- [Your assignment] Reproduce the records that follow without alteration, apart from removing the pictures.
─── Exercise material ───
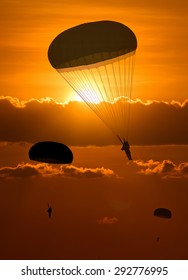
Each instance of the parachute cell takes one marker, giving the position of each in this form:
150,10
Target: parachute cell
163,213
51,152
97,60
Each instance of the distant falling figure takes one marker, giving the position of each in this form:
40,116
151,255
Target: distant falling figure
49,211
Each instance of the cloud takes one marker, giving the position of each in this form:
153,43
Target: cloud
165,168
73,171
74,123
24,170
107,221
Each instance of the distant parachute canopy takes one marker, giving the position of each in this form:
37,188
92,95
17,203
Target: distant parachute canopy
51,152
97,61
163,213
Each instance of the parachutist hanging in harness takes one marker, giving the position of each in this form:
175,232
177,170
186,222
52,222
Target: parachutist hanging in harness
126,148
49,211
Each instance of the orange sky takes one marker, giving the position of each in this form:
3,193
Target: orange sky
102,203
28,27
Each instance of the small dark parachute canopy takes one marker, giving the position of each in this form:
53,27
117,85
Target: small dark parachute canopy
51,152
163,213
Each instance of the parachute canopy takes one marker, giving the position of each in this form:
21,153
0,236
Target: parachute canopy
51,152
163,213
97,60
90,43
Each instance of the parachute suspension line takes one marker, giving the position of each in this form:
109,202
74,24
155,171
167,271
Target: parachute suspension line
131,72
117,102
111,97
74,86
125,90
103,75
104,105
121,95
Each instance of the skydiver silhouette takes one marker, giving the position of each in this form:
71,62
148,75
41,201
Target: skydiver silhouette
49,211
126,148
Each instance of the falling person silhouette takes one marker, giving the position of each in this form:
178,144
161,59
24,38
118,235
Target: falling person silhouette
49,211
126,148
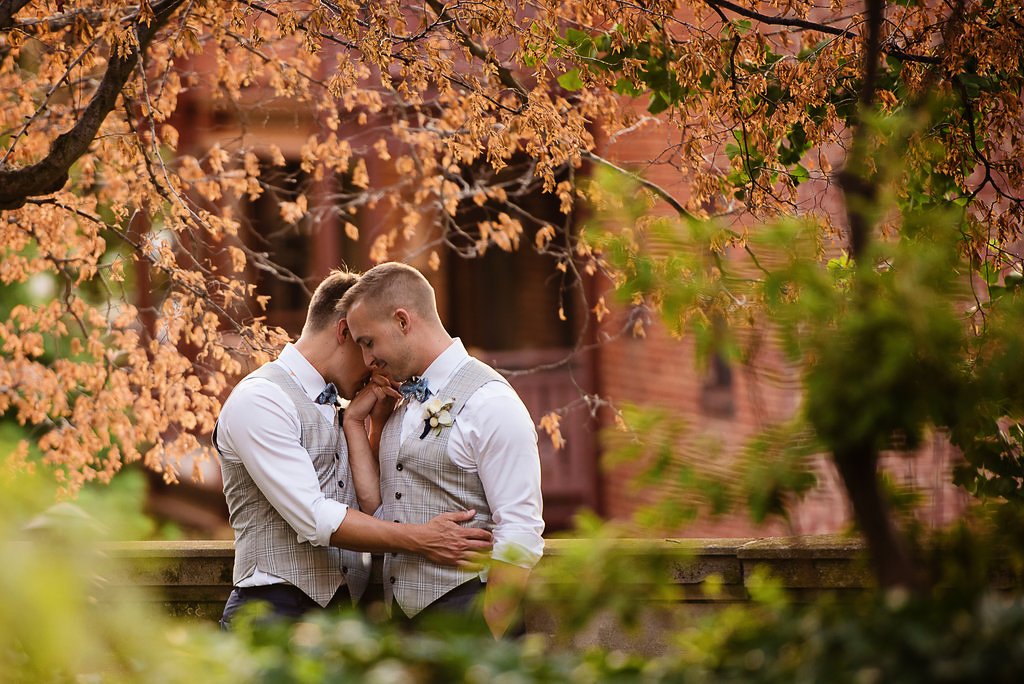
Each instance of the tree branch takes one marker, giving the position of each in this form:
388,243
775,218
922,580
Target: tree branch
717,5
656,189
7,10
49,174
504,75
───
- [Output of the task]
Each instance of the parachute cell takes one marker, giving the position of each in this form:
150,10
Target: parachute cell
163,213
51,152
97,60
Each instance of the distant falling figure takes one marker, giving the position of each in this form:
40,116
151,255
Target: distant falling figure
49,211
Each instance of the cloud takes one marker, giving the position of each in this form:
153,43
Target: cloud
165,168
73,171
74,123
24,170
107,221
Each instance of the distant parachute canopy takes one marker, giving the position of each in this form:
37,188
92,95
17,203
Target: distant parachute canopy
51,152
97,61
163,213
Each instance of the parachutist hanging in harness takes one marker, giving the position of each in this form:
175,232
177,170
186,222
52,222
Target: parachutist hanging in harness
126,148
49,211
Each instance of the orange sky takes one marker, giving the position of each in this form:
3,193
Target: orange sky
102,203
28,27
Each instance of the small dark parachute canopy takes one marker, giving the position of each in this form:
53,27
117,85
Target: small dark parachute canopy
51,152
163,213
Each instance of the parachute canopy takes one marker, giving the position of each in this form:
21,153
0,236
Target: parachute canopy
51,152
163,213
97,60
90,43
Each instance of the parachute suspension line takes one marker, giving the position of each in this form:
109,202
74,24
155,171
167,271
Target: parachute suspension line
131,72
117,102
111,97
74,86
125,90
103,75
104,105
121,95
Each instance of the skydiver silhouette takes one marker, giving the position of each in this form:
71,62
148,75
41,201
Target: skydiver silhouette
49,211
126,148
Each instance of the falling person silhouette takes one marker, giving the position of each in this form:
178,144
161,59
24,38
118,235
Target: falling person silhouette
49,211
126,148
Each instance of the tree branch takes one marker, giving the position of each in this form:
388,243
775,218
922,580
Target: tree branch
717,5
656,189
7,10
49,174
504,75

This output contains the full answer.